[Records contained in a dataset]
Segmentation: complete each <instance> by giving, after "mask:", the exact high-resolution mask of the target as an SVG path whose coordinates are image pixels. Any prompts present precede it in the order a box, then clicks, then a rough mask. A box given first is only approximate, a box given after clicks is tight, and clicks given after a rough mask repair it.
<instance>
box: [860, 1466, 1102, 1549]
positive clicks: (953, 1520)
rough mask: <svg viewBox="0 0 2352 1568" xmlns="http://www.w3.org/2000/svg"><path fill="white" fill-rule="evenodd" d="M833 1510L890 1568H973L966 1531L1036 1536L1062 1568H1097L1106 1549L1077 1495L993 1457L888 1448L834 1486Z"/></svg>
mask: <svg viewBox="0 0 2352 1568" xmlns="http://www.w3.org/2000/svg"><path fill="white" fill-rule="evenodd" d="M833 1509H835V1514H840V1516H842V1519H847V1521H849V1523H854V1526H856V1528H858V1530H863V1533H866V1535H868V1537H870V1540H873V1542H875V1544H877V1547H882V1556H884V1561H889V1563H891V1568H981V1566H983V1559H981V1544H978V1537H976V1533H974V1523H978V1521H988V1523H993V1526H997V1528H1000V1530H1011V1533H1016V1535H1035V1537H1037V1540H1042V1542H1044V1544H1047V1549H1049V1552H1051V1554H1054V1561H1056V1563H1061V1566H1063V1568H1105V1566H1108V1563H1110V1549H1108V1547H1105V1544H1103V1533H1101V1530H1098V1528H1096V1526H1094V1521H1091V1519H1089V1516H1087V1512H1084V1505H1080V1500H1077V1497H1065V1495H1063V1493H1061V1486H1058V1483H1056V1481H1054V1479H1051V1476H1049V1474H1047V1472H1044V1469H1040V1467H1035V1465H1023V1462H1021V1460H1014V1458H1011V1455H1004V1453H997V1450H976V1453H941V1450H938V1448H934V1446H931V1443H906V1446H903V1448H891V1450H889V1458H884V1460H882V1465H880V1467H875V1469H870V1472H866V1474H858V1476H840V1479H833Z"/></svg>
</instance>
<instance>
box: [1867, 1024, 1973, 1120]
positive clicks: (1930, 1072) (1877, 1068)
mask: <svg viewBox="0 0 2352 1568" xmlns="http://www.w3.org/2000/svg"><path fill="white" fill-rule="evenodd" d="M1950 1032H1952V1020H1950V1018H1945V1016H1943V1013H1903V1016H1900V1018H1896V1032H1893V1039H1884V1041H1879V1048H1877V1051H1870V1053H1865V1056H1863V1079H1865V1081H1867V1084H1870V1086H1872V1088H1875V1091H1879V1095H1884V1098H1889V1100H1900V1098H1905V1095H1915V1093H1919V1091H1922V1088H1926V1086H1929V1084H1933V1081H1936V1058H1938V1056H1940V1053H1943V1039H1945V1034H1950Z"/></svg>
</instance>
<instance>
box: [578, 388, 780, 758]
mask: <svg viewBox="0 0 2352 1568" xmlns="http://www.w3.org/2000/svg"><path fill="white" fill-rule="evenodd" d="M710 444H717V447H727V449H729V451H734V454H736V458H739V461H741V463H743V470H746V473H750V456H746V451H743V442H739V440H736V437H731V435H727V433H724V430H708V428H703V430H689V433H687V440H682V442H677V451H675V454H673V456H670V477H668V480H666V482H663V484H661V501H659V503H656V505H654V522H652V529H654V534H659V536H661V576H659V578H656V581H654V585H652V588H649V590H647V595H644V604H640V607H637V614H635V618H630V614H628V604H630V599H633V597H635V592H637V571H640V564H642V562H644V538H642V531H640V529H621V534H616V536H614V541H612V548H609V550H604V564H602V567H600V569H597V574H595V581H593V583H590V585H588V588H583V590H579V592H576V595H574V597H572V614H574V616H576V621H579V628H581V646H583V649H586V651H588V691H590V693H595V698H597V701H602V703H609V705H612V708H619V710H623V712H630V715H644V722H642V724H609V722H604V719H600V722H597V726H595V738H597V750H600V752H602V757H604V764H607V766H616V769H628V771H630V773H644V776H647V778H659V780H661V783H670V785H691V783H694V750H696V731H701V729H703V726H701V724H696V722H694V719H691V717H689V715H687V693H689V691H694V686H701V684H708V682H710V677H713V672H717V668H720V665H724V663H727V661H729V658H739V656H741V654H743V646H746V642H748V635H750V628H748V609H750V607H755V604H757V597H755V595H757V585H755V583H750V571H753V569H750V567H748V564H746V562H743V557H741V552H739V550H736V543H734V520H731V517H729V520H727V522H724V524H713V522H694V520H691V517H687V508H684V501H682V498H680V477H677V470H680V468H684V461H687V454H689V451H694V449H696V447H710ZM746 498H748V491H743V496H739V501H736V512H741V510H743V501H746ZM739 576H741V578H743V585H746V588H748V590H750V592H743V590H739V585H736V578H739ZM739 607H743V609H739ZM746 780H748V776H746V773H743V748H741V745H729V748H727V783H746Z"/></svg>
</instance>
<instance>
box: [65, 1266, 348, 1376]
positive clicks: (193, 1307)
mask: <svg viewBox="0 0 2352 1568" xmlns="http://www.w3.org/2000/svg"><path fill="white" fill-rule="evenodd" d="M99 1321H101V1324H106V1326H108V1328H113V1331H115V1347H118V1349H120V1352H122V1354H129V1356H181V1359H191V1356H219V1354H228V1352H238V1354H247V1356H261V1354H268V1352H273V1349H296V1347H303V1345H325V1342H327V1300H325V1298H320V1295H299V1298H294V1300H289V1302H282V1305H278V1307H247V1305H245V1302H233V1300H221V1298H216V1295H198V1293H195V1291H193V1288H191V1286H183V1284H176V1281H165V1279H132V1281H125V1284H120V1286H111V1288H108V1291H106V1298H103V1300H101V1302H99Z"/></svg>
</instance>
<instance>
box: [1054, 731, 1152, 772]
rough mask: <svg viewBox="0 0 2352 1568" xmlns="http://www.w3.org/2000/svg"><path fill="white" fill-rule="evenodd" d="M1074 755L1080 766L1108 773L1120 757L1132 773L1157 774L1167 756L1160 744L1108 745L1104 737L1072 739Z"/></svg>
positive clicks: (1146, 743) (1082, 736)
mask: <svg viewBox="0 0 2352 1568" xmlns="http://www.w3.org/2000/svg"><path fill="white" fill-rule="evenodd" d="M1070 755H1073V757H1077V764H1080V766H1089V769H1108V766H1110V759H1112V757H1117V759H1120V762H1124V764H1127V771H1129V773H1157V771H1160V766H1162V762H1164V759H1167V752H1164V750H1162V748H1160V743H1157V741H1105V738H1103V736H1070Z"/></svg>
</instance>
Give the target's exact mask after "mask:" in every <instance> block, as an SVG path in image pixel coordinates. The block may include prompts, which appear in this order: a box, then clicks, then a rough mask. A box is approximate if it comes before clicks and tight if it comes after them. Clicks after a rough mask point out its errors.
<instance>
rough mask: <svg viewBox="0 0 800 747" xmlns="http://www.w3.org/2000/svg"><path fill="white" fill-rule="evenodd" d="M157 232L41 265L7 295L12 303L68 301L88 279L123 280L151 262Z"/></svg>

*PROBLEM REQUIREMENTS*. A single number is required: the count of lines in the data that contain the string "order".

*WRITTEN ANSWER*. 2